#### Page
>> BEGIN

MEMO/12/204

Brussels, 22 March 2012

Mechanical Engineering Industry – A large, successful and heterogeneous sector

The Mechanical Engineering Industry is a very wide and diverse sector. It mainly covers machinery and equipment, machinery for the production and use of mechanical power, except aircraft, vehicle and cycle engines, agricultural and forestry machinery, machine tools and other special purpose machinery. With more than 20 subsectors that face quite different market environments it is one of the most heterogeneous industry sectors.

Large and successful

Mechanical Engineering Industry is one of the most shining examples in performance of EU economy. It is characterised by relatively small family owned companies. The typical firm size is between 500 and 2,000 employees. Most of them do not fall under the EU Small and Medium sized (up to 200 employees).

ME is one of the major branches of manufacturing in the EU-27, with a share of around 9.1% of all production in manufacturing industries. As compared to other industries, ME firms are characterized by a relatively high manufacturing depth. This is mainly explained by three factors:

-predominant small-batch and single-item production,

-high qualification requirements in manufacturing departments, and

-large communication requirements between manufacturing, engineering and design departments.

EU ME’s growth in productivity is on average much higher than of total EU manufacturing. Only during the financial crisis, when ME was hit harder than other industries, productivity broke down (table 1)

A job intensive sector with outstanding international success

The EU’s share in global trade with mechanical engineering products (ME)amounted to 37.2% in 2010, and around 3% above its share in 2000. This development contrasts to the performance of the US and Japan, whose shares fell from 25.6 to 17.4% and from 21.3% to 15.6%. China was the outstanding winner: its share increased to 13.0% from only 3% in 2000.

>> END

#### Problems
a) Reproduce the mechanical engineering memo between "Brussels, 22 March" and "to 200 employees).", inclusive, swapping "diverse" for "varied".
b) Extend the memo on the mechanical engineering industry past its last sentence.

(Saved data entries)
>> BEGIN

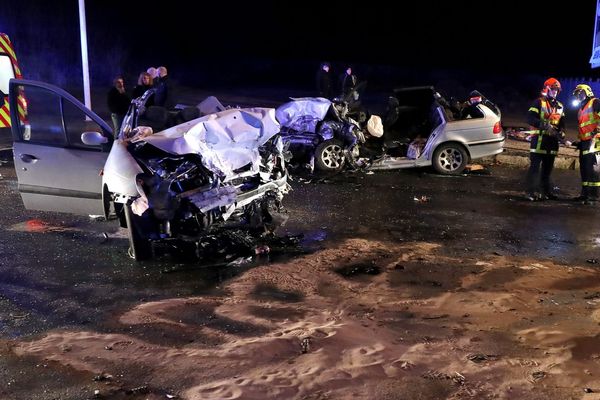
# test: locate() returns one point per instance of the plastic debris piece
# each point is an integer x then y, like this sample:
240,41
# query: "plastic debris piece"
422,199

>> END
>> BEGIN

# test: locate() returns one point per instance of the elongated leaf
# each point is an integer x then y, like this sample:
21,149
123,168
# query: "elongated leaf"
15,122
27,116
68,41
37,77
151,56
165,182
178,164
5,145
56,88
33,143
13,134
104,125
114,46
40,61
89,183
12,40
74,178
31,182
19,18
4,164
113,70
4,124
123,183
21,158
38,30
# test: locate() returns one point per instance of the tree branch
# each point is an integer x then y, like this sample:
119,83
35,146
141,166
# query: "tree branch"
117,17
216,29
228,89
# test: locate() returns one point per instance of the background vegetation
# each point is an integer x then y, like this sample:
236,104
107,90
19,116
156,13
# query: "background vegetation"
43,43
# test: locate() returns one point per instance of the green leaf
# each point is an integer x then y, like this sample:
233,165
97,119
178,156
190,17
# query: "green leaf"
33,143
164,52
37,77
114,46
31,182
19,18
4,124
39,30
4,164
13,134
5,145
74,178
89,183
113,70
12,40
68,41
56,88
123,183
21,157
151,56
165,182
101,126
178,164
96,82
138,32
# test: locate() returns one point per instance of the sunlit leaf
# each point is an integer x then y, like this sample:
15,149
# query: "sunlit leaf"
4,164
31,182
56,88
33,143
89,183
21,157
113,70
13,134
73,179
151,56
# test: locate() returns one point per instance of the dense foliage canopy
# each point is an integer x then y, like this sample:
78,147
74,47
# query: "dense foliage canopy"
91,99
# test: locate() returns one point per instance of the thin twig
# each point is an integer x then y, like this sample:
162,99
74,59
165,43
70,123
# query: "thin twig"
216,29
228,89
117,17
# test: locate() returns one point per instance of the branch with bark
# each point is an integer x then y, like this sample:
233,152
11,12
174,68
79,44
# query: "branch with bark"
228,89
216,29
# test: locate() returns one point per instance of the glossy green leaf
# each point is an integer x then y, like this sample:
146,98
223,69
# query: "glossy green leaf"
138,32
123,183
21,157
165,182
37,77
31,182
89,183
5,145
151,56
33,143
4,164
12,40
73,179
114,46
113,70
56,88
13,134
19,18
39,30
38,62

>> END
>> BEGIN

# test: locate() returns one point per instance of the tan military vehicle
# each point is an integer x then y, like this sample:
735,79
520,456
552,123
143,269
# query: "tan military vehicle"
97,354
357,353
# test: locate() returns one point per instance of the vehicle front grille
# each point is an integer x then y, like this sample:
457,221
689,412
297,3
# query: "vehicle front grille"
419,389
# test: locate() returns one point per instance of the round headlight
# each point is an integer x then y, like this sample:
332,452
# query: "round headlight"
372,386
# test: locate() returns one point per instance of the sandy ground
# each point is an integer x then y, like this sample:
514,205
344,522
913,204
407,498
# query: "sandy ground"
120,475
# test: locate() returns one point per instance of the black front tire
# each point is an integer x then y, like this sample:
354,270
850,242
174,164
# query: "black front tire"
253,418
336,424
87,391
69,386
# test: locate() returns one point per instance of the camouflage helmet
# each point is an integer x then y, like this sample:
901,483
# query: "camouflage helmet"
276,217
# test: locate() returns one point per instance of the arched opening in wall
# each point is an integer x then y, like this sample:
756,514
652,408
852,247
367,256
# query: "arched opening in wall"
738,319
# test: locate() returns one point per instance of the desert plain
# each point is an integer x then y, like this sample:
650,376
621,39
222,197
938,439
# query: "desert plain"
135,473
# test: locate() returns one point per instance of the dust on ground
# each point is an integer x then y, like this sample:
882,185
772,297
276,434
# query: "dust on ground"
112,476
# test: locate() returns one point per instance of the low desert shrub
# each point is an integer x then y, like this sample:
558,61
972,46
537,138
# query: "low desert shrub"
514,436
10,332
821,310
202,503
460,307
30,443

>> END

#### Results for the exercise
a)
Brussels, 22 March 2012

Mechanical Engineering Industry – A large, successful and heterogeneous sector

The Mechanical Engineering Industry is a very wide and varied sector. It mainly covers machinery and equipment, machinery for the production and use of mechanical power, except aircraft, vehicle and cycle engines, agricultural and forestry machinery, machine tools and other special purpose machinery. With more than 20 subsectors that face quite different market environments it is one of the most heterogeneous industry sectors.

Large and successful

Mechanical Engineering Industry is one of the most shining examples in performance of EU economy. It is characterised by relatively small family owned companies. The typical firm size is between 500 and 2,000 employees. Most of them do not fall under the EU Small and Medium sized (up to 200 employees).

b)
The EU ME is not only one of the most important providers of workplaces within the EU, but contributes also significantly to a sound current account balance of the EU-27:

-In 2010 the extra-EU exports only amounted to 1343.9 bn €, whereas imports reached 1500.6 bn €.

-For ME however, exports amounted to 200.4 bn €, with imports of 81.2 bn €.

-In 2010 the trade deficit for total manufactured goods had reached 156.7 bn €.

-Without the surplus created by ME, it would have been more than three quarters higher and would have reached 275.9 bn €.

EU ME employment development has been better than for total manufacturing, despite the fact that ME was hit harder by the crisis than most other EU-industries. Over the period 2000 – 2010, overall employment for the ME showed a decline with 2.6%, in the US, 3.3% in Japan, and 1.5% in the EU.

Resilience during the crisis has improved the EU's ME relative position. The analysis of the economic performance has disclosed that the EU ME’s labour productivity grew stronger over the period under investigation than that of the US. The Japanese labour productivity had declined. For the whole period under investigation, EU ME’s labour productivity grew at an average yearly rate of 1.5%, whereas the US only reached 0.8%.

The EU ME-industry faces a major productivity challenge

Japan is in the lead in terms of labour productivity(defined as value added per employee that can be taken as an indication for price competitiveness), closely followed by the US. Third in this ranking is the EU-27. This could be caused by heterogeneity within the EU-zone, which includes member states with substandard economic performance.

However, intra-EU regional differentiation discloses that none of the Member States comes close to the US or Japan. For the EU-countries under investigation, Germany shows the highest labour productivity at a level of around 70,000 €, still more than 20% below the US ME labour productivity.

Similar to labour productivity, wages vary among competing economies. The US ME have the highest wages per employee,with about 20% above the EU average. Despite a much higher labour productivity, Japan’s wages are only close to those in the EU. China lags far behind, with wages of 11% of the EU average.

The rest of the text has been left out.